▸ **Given instruction a**
Check each statement against the Logan Lucky review and answer yes or no, quoting the deciding words of the review. (i) Jimmy loses his coal mine job because of a limp. (ii) Clyde lost his arm while serving in Afghanistan. (iii) The brothers plan to rob the box office of a Nascar race.

## start Extract to read

Nascar!  Southerners!  A heist!

BQB here with a review of “Logan Lucky.”

The Logan Brothers (Channing Tatum as Jimmy and Adam Driver as Clyde) hail from a family with a long string of bad luck.  They believe they are cursed, destined to always be poor, broke, miserable, and never, ever happy.

Jimmy slaves away in a West Virginia coal mine only to be fired over a limp his company’s insurance carrier wants nothing to do with.  He barely sees his daughter because his ex-wife, Bobbie Jo (Katie Holmes), traded up and married a richer man.  Clyde tends bar and laments the loss of his arm while he was serving in Iraq.

In short, they are fed up and want better.  Well, Jimmy does.  Clyde does too but he’s not interested in breaking the law, but ultimately does to make his brother happy.  From thereon, the brothers devise a scheme to rob the box office of a Nascar race.

## end Extract to read

▸ **Given instruction b**
Pull out every line of the records below that contains the string "drawer", matching case exactly.

## start Source material

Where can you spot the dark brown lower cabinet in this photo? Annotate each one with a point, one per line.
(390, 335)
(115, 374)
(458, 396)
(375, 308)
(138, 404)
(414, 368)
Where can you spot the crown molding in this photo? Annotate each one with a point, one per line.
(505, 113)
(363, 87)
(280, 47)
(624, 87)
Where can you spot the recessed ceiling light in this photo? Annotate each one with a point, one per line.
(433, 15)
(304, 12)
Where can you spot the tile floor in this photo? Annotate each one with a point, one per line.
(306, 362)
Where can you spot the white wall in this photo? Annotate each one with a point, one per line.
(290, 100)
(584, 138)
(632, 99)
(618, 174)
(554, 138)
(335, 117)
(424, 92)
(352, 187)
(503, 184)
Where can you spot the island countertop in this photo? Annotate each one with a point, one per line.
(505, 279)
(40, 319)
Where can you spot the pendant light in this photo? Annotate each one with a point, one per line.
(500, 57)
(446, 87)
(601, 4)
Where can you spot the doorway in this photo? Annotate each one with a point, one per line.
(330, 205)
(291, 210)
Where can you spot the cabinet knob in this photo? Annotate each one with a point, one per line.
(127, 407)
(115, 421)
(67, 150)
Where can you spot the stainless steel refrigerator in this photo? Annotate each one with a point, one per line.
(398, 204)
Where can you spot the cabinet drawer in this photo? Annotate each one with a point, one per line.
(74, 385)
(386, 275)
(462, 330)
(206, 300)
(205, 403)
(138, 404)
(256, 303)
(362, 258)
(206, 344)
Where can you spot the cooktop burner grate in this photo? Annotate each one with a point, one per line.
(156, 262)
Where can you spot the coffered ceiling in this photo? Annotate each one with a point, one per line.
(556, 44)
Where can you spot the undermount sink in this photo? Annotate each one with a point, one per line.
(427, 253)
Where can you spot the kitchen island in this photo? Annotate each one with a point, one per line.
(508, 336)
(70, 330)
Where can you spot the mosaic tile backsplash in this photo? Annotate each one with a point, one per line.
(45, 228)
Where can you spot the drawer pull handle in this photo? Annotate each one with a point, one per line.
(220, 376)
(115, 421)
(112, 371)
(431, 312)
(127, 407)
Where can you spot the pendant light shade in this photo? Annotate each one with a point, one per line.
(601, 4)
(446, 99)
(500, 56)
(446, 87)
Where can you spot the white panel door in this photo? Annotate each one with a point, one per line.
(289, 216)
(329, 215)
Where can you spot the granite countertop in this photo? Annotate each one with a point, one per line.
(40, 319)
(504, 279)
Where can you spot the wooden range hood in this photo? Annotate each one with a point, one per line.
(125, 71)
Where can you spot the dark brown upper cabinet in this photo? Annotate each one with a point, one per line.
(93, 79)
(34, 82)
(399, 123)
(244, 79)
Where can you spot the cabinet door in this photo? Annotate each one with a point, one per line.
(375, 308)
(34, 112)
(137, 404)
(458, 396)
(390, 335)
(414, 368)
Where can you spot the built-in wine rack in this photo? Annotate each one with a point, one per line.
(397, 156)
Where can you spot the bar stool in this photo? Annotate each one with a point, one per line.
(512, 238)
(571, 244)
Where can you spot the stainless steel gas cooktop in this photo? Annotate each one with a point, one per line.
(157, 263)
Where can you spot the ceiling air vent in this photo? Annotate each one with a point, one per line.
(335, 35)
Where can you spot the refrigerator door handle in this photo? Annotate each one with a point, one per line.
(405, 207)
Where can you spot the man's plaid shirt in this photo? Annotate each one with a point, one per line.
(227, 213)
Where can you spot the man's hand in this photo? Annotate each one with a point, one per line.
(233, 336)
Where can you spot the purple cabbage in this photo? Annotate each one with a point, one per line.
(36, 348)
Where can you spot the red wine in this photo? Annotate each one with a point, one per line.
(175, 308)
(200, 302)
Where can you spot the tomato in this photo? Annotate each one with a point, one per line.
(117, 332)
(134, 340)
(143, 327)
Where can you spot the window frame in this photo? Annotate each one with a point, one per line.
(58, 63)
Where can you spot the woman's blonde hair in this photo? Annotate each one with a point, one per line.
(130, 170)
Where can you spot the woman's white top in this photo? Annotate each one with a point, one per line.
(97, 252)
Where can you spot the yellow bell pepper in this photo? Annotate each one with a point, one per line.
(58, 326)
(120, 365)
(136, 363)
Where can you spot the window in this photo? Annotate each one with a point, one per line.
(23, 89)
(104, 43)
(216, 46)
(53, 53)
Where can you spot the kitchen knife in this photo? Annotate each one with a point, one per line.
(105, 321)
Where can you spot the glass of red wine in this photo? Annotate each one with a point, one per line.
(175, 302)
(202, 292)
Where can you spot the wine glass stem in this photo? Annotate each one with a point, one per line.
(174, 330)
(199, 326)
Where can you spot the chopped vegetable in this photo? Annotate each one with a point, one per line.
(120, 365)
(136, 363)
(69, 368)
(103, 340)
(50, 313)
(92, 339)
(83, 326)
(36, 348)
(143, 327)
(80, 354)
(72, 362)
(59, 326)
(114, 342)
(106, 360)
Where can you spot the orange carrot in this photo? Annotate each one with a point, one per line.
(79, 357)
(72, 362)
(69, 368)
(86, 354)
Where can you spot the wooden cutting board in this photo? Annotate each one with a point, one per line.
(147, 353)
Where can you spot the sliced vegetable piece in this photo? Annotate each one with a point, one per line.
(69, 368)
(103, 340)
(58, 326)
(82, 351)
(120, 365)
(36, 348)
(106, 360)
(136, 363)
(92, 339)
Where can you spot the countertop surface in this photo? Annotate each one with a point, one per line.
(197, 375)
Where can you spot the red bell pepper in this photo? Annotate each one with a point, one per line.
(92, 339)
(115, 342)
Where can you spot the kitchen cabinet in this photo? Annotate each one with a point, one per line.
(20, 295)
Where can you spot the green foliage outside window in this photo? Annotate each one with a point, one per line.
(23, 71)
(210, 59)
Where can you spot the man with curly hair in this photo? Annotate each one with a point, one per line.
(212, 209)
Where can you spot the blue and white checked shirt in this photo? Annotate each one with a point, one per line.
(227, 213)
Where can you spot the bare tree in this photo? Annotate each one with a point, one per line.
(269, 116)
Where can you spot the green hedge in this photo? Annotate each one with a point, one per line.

## end Source material

▸ **Expected answer a**
(i) Yes: "fired over a limp his company’s insurance carrier wants nothing to do with"
(ii) No: "laments the loss of his arm while he was serving in Iraq"
(iii) Yes: "the brothers devise a scheme to rob the box office of a Nascar race"

▸ **Expected answer b**
Where can you spot the cabinet drawer in this photo? Annotate each one with a point, one per line.
Where can you spot the drawer pull handle in this photo? Annotate each one with a point, one per line.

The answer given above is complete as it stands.